* Work task
Where does the string "white" occur in the entries below? Copy every line where it does.

(Stored records)
====================

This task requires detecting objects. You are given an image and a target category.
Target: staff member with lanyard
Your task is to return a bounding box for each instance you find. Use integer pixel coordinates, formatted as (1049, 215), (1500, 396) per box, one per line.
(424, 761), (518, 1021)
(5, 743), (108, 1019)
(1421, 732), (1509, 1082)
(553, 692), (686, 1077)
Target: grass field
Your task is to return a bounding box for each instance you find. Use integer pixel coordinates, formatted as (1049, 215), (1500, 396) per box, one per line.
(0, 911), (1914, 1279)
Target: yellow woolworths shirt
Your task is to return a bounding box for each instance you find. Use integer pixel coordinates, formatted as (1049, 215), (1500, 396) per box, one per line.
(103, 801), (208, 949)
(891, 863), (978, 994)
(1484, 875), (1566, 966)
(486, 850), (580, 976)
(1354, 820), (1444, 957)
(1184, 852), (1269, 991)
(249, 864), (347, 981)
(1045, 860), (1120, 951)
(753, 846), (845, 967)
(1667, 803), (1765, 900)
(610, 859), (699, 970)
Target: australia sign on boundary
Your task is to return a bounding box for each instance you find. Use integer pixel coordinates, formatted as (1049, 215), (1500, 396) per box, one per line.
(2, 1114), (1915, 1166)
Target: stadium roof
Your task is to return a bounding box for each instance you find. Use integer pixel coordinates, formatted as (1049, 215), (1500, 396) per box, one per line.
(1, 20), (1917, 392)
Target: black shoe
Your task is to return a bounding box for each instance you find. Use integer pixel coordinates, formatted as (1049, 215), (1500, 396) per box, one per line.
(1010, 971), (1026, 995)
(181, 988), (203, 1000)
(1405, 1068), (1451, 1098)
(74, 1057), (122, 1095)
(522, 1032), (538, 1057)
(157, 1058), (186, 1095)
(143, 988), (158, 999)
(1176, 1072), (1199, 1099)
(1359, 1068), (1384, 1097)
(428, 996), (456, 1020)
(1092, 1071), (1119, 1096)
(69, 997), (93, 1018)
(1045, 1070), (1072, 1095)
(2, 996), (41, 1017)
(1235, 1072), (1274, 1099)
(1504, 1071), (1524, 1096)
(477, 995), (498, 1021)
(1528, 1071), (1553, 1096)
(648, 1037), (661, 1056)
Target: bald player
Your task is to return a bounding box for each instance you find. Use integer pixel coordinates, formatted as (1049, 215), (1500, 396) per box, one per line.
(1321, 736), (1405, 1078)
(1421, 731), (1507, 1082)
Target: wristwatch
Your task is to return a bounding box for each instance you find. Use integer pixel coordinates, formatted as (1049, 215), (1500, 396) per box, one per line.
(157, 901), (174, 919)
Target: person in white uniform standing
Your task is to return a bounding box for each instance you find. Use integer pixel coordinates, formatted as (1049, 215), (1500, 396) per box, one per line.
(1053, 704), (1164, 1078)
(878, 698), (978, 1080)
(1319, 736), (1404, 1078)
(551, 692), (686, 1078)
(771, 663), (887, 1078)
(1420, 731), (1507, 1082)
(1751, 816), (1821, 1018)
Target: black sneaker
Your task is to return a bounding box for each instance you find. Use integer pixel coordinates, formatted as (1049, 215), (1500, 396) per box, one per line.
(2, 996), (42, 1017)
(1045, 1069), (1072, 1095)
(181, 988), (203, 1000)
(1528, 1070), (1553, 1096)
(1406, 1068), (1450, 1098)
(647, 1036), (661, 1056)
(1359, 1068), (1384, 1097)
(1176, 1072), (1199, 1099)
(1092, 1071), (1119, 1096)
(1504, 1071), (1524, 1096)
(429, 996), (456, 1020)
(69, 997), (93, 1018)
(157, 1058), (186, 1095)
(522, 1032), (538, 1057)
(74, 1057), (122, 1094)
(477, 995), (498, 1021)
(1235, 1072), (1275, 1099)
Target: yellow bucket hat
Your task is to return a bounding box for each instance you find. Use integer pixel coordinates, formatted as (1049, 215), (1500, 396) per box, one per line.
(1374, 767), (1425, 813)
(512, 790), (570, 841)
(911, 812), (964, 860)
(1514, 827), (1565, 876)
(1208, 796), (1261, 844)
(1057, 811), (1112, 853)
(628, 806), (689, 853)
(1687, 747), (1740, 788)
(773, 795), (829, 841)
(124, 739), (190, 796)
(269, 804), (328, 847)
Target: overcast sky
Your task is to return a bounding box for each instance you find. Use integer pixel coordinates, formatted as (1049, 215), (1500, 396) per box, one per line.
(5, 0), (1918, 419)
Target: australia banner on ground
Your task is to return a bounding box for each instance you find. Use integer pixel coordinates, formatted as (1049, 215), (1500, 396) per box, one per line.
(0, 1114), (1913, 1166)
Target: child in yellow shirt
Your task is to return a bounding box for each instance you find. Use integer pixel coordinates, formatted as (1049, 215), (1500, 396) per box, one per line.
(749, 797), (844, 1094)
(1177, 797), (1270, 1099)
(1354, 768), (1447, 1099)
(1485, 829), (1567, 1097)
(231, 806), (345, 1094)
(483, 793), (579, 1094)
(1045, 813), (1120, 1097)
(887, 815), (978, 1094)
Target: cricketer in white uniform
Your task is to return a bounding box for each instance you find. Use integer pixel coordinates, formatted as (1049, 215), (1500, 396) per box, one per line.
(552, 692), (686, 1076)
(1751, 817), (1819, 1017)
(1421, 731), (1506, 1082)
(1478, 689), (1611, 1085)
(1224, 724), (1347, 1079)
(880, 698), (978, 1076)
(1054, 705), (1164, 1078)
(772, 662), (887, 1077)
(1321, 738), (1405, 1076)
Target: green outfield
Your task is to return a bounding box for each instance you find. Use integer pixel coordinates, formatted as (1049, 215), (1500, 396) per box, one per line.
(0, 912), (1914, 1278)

====================

* Expected output
Target: person in white uniform standing
Target: cricketer in white uniform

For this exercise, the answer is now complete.